* [Set exercise]: Swap every "trace" in the data for "draw" and reproduce all other lines unchanged, omitting the pictures.

* [Data supplied]:
------------------------
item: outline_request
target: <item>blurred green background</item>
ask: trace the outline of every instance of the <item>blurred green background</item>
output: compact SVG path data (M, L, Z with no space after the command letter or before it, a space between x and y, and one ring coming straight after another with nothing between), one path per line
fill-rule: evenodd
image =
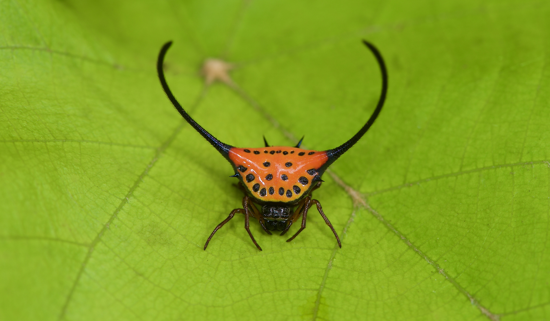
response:
M0 1L0 319L547 319L549 14ZM204 251L242 195L162 92L161 46L176 96L222 141L324 150L377 99L362 39L387 60L387 104L315 192L342 248L311 212L292 242L252 222L259 252L238 216ZM240 89L205 86L210 57Z

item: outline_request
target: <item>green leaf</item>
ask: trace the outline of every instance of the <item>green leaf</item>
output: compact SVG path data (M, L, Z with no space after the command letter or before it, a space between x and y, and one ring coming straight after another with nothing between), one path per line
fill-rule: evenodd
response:
M535 320L550 313L547 2L0 3L0 319ZM292 242L222 141L345 141ZM234 64L238 87L200 68ZM290 231L295 231L296 228Z

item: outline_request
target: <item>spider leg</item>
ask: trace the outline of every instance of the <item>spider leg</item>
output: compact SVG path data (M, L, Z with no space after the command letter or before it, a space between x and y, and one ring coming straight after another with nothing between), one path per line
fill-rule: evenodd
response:
M324 220L324 223L326 223L327 225L328 225L328 227L331 228L331 229L332 230L332 233L334 234L334 236L336 237L336 240L338 242L338 246L340 247L340 248L342 248L342 244L340 242L340 238L338 237L338 235L336 234L336 231L334 230L334 228L332 227L332 224L331 224L330 221L329 221L328 219L327 218L327 215L324 215L324 213L323 213L323 209L321 207L321 203L319 203L319 201L317 200L312 200L311 202L315 203L315 204L317 205L317 210L319 211L319 214L321 214L321 216L323 217L323 219Z
M304 204L305 203L306 201L308 202L309 201L308 200L309 198L310 198L310 197L307 196L298 203L298 207L296 208L296 211L294 211L294 213L290 217L290 220L288 222L288 225L287 225L287 227L285 228L284 230L280 233L280 234L279 234L280 235L284 235L285 233L288 232L288 230L290 229L290 226L292 225L292 224L298 220L298 219L300 218L300 215L302 214L301 210L302 208L304 208Z
M231 213L229 213L229 216L227 217L227 218L222 221L222 223L218 224L218 226L217 226L216 228L214 229L214 230L212 231L212 234L211 234L210 236L208 236L208 240L206 240L206 243L205 243L205 248L204 248L205 251L206 250L206 247L208 246L208 243L210 242L210 239L212 239L212 237L214 236L214 233L216 233L216 232L218 230L221 229L222 226L226 225L226 223L229 222L229 220L233 218L233 217L235 216L235 213L243 213L244 214L244 209L235 208L235 209L232 211Z
M243 205L246 205L246 202L247 201L247 200L246 200L247 198L248 198L248 196L245 196L243 198ZM246 231L248 232L248 235L249 235L249 236L250 236L250 239L252 240L252 241L254 242L254 245L256 245L256 247L258 248L258 250L259 250L260 251L261 251L262 250L262 248L260 247L259 245L258 245L258 243L256 241L256 240L254 239L254 237L252 235L252 232L250 231L250 223L249 222L249 217L250 217L250 213L249 212L248 206L245 206L244 207L244 228L246 230Z
M245 198L246 199L246 201L245 201ZM252 209L252 215L258 220L258 222L260 222L260 225L262 226L263 230L271 235L271 232L266 227L265 223L263 222L263 218L260 214L260 211L258 211L258 208L256 207L256 204L252 201L252 198L248 196L245 196L243 198L243 207L246 208L247 206Z
M307 217L307 211L309 210L310 206L311 204L311 198L309 196L307 196L305 200L306 201L304 203L304 209L302 210L304 214L302 214L302 225L300 228L300 229L292 236L292 237L287 240L287 242L290 242L294 240L295 237L298 236L300 232L301 232L304 230L304 229L306 228L306 217Z

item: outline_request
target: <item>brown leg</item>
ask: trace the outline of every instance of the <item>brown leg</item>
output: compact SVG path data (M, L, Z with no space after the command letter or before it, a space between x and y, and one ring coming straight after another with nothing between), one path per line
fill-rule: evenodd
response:
M265 223L263 222L263 218L262 217L262 215L260 215L260 211L258 211L258 208L256 207L256 204L252 202L252 198L245 195L243 198L243 207L246 208L247 205L249 208L252 209L252 215L258 220L258 222L260 222L260 225L263 228L263 230L271 235L271 232L266 227Z
M310 206L311 204L311 198L310 198L309 196L306 197L306 200L307 200L307 201L304 203L304 210L303 214L302 214L302 225L300 226L300 229L298 230L298 231L296 232L296 233L292 236L292 237L287 240L287 242L290 242L290 241L294 240L294 237L298 236L300 232L301 232L304 230L304 229L306 228L306 217L307 217L307 211L309 209Z
M246 197L246 196L245 196L245 197ZM245 202L246 202L246 200L245 200L244 198L243 198L243 204L244 204ZM250 231L250 224L249 222L249 219L248 219L249 216L250 216L250 212L249 211L248 208L247 207L245 207L244 228L246 230L246 231L248 232L248 235L249 236L250 236L250 239L251 239L252 241L254 242L254 245L256 245L256 247L258 248L258 250L261 251L262 248L260 247L259 245L258 245L258 243L256 242L256 240L254 239L254 237L252 236L252 232Z
M206 243L205 244L205 248L204 248L205 251L206 250L206 247L208 246L208 242L210 242L210 239L212 239L212 237L214 236L214 233L215 233L218 230L221 229L222 226L226 225L226 223L229 222L229 220L233 218L233 217L235 216L235 213L242 213L244 214L245 211L244 209L243 208L235 208L235 209L232 211L231 213L229 213L229 216L227 217L227 218L222 221L222 223L218 224L218 226L216 226L215 229L214 229L214 230L212 231L212 234L210 234L210 236L208 236L208 240L206 240Z
M293 223L298 220L298 218L300 218L300 215L301 215L301 210L304 208L304 204L306 202L309 202L309 199L310 197L309 196L306 197L305 198L302 200L298 203L298 206L296 208L296 211L294 211L294 214L290 217L290 220L288 222L288 225L285 228L284 230L281 232L280 235L284 235L285 233L288 231L290 229L290 226L292 225Z
M323 209L321 207L321 203L319 203L319 201L317 200L312 200L311 202L315 203L315 204L317 205L317 210L319 211L319 214L321 214L321 216L323 217L323 219L324 219L324 223L326 223L327 225L328 225L328 227L331 228L331 229L332 230L332 233L334 234L334 236L336 237L336 240L338 241L338 246L342 248L342 243L340 242L340 238L338 237L338 235L336 234L336 231L335 231L334 228L332 227L332 224L331 224L328 219L327 218L327 216L324 215L324 213L323 213Z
------------------------
* [Answer to the problem]:
item: outline_request
target: <item>blurred green background</item>
ask: draw the outline of every instance of the <item>blurred green background</item>
output: compact SVG path data (M, L, Z with no space after the command letter or before it, a space between x and y, and one ring coming straight after another with nothing between), one path per line
fill-rule: evenodd
image =
response:
M0 1L0 319L547 319L549 14ZM204 251L242 195L162 92L161 46L176 96L222 141L324 150L377 99L362 39L387 60L387 104L315 192L342 248L311 212L292 242L252 222L259 252L238 216ZM240 89L205 86L210 57Z

item: outline_request
target: <item>green leaf</item>
ask: draw the outline of every instance of the <item>green leaf</item>
output: compact SVG path data (M, L, Z with no space after the command letter or before it, a space between x and y, and one ring coming straight after another with nothing between), one path per line
fill-rule: evenodd
response:
M535 320L550 313L547 2L0 3L0 319ZM292 242L222 141L345 141ZM234 64L238 87L200 68ZM290 231L295 231L296 228Z

item: outline_request
target: <item>spider leg</item>
ask: draw the outline of every instance of the <item>spider leg</item>
output: compact SVG path data (M, L, Z with no space after the command letter or before it, a space between x and y, and one ring coming straight after another with nothing between), one path per line
fill-rule: evenodd
response:
M324 220L324 223L326 223L327 225L328 225L328 227L331 228L331 229L332 230L332 233L334 234L334 236L336 237L336 240L338 242L338 246L340 247L340 248L342 248L342 244L340 242L340 238L338 237L338 235L336 234L336 231L334 230L334 228L332 227L332 224L331 224L330 221L329 221L328 219L327 218L327 215L324 215L324 213L323 213L323 209L321 207L321 203L319 203L319 201L317 200L312 200L311 202L315 203L315 204L317 205L317 210L319 211L319 214L321 214L321 216L323 217L323 219Z
M304 204L305 203L306 201L308 202L309 201L308 200L309 198L310 198L310 197L307 196L298 203L298 207L296 208L296 211L294 211L294 213L290 217L290 220L288 222L288 225L287 225L287 227L285 228L284 230L280 233L280 234L279 234L280 235L284 235L285 233L288 232L288 230L290 229L290 226L292 225L292 224L298 220L298 219L300 218L300 215L302 214L301 210L302 208L304 208Z
M231 213L229 213L229 216L227 217L227 218L222 221L222 223L218 224L218 226L217 226L216 228L214 229L214 230L212 231L212 234L211 234L210 236L208 236L208 240L206 240L206 243L205 243L205 248L204 248L205 251L206 250L206 247L208 246L208 243L210 242L210 239L212 239L212 237L214 236L214 233L216 233L216 232L218 230L221 229L222 226L226 225L226 223L229 222L229 220L233 218L233 217L235 216L235 213L243 213L244 214L244 209L235 208L235 209L232 211Z
M243 205L246 205L246 202L247 201L247 200L246 200L247 198L248 198L248 196L245 196L243 198ZM246 231L248 232L248 235L249 235L249 236L250 236L250 239L252 240L252 241L254 242L254 245L256 245L256 247L258 248L258 250L259 250L260 251L261 251L262 250L262 248L260 247L259 245L258 245L258 243L256 241L256 240L254 239L254 237L252 235L252 232L250 231L250 223L249 222L249 217L250 217L250 213L249 212L248 206L245 206L244 207L244 228L246 230Z
M245 198L246 199L246 201L245 201ZM252 209L252 215L258 220L258 222L260 222L260 225L262 226L263 230L271 235L271 232L266 227L265 223L263 222L263 218L260 214L260 211L258 211L258 208L256 207L256 204L252 201L252 198L248 196L245 196L243 198L243 207L246 208L247 206Z
M307 217L307 211L309 210L310 206L311 204L311 198L309 196L307 196L305 200L306 201L304 203L304 209L302 210L304 214L302 214L302 225L300 228L300 229L292 236L292 237L287 240L287 242L290 242L294 240L295 237L298 236L300 232L301 232L304 230L304 229L306 228L306 217Z

item: outline_request
target: <item>brown leg</item>
ask: draw the outline of every instance of the <item>brown leg</item>
output: compact SVG path data (M, L, Z with no space after the command letter or before it, a space between x and y, and one ring coming straight after another with nothing between), one path per line
fill-rule: evenodd
response:
M265 223L263 222L263 218L262 217L262 215L260 215L260 211L258 211L258 208L256 207L256 204L252 202L252 198L245 195L243 198L243 207L246 208L247 205L249 208L252 209L252 215L258 220L258 222L260 222L260 225L263 228L263 230L271 235L271 232L266 227Z
M310 206L311 204L311 198L310 198L309 196L306 197L306 200L307 200L307 201L304 203L304 210L303 214L302 214L302 225L300 226L300 229L298 230L298 231L296 232L296 233L292 236L292 237L287 240L287 242L290 242L290 241L294 240L294 237L298 236L300 232L301 232L304 230L304 229L306 228L306 217L307 217L307 211L309 209Z
M246 197L246 196L245 196L245 197ZM245 202L246 202L246 200L245 200L244 198L243 198L243 204L244 204ZM250 231L250 224L249 222L249 219L248 219L249 216L250 216L250 212L249 211L248 208L247 207L245 207L244 228L246 230L246 231L248 232L248 235L249 236L250 236L250 239L251 239L252 241L254 242L254 245L256 245L256 247L258 248L258 250L261 251L262 248L260 247L259 245L258 245L258 243L256 242L256 240L254 239L254 237L252 236L252 232Z
M206 243L205 244L205 248L204 248L205 251L206 250L206 247L208 246L208 242L210 242L210 239L212 239L212 237L214 236L214 233L215 233L218 230L221 229L222 226L226 225L226 223L229 222L229 220L233 218L233 217L235 216L235 213L242 213L244 214L245 211L244 209L243 208L235 208L235 209L232 211L231 213L229 213L229 216L227 217L227 218L222 221L222 223L218 224L218 226L216 226L215 229L214 229L214 230L212 231L212 234L210 234L210 236L208 236L208 240L206 240Z
M293 223L298 220L298 218L300 218L300 215L301 215L301 210L304 208L304 204L306 202L309 202L309 199L310 197L309 196L306 197L305 198L302 200L298 203L298 206L296 208L296 211L294 211L294 214L290 217L290 220L288 222L288 225L285 228L284 230L281 232L280 235L284 235L285 233L288 231L290 229L290 226L292 225Z
M323 209L321 207L321 203L319 203L319 201L317 200L312 200L311 202L315 203L315 204L317 205L317 210L319 211L319 214L321 214L321 216L323 217L323 219L324 219L324 223L326 223L327 225L328 225L328 227L331 228L331 229L332 230L332 233L334 234L334 236L336 237L336 240L338 241L338 246L342 248L342 243L340 242L340 238L338 237L338 235L336 234L336 231L335 231L334 228L332 227L332 224L331 224L328 219L327 218L327 216L324 215L324 213L323 213Z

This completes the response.